-- begin RECORDS FOR THIS EXERCISE --

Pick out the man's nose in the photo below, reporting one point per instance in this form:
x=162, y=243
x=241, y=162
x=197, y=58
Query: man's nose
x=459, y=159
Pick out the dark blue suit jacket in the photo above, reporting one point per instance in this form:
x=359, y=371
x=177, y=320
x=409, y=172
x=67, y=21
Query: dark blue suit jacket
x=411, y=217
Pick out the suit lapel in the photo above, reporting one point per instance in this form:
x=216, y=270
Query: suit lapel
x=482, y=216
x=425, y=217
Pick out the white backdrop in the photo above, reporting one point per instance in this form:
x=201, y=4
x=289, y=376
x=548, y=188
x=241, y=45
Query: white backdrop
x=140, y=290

-- end RECORDS FOR THIS EXERCISE --
-- begin RECORDS FOR THIS EXERCISE --

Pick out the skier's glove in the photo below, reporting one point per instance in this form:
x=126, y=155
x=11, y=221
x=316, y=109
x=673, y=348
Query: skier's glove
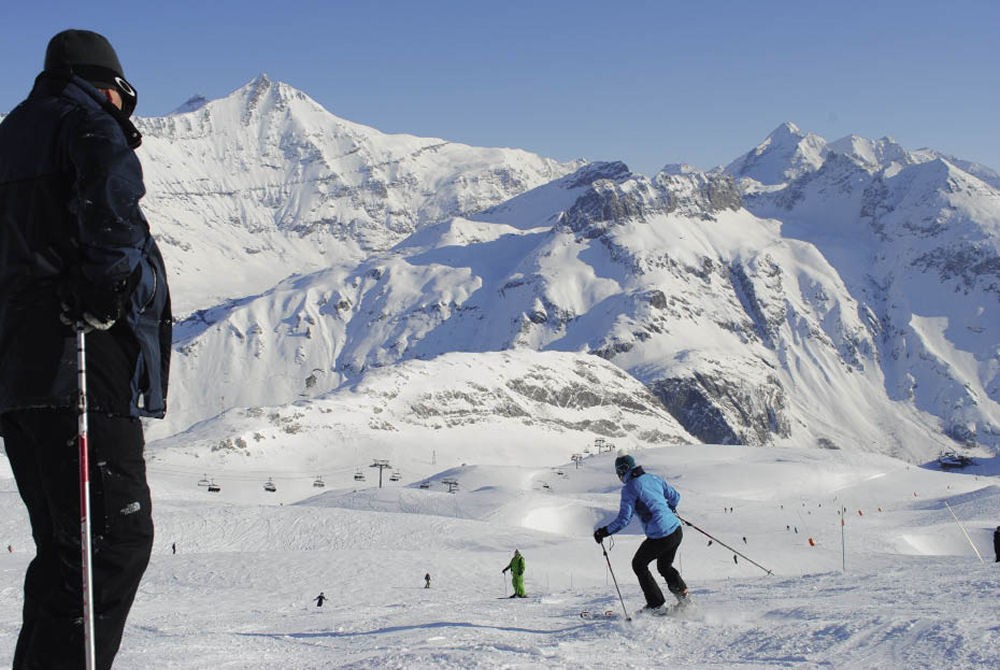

-- end RECORDS FOR THIS EXERCISE --

# WHAT TO DO
Reproduce verbatim the rows starting at the line containing "Pick out the dark" and ending at the line containing "x=140, y=290", with both of those lines included.

# SOLUTION TO THIS EXERCISE
Pick out the dark blue suit jacket in the photo above, reporting one point per instance in this form:
x=359, y=371
x=177, y=320
x=409, y=172
x=67, y=21
Query: dark blue suit jacket
x=411, y=217
Pick out the suit lapel in the photo above, reporting one point per instance in this form:
x=216, y=270
Query: suit lapel
x=482, y=216
x=425, y=217
Pick out the white backdrop in the photo above, reporting one point per instance in this form:
x=201, y=4
x=289, y=376
x=548, y=188
x=241, y=45
Query: white backdrop
x=140, y=290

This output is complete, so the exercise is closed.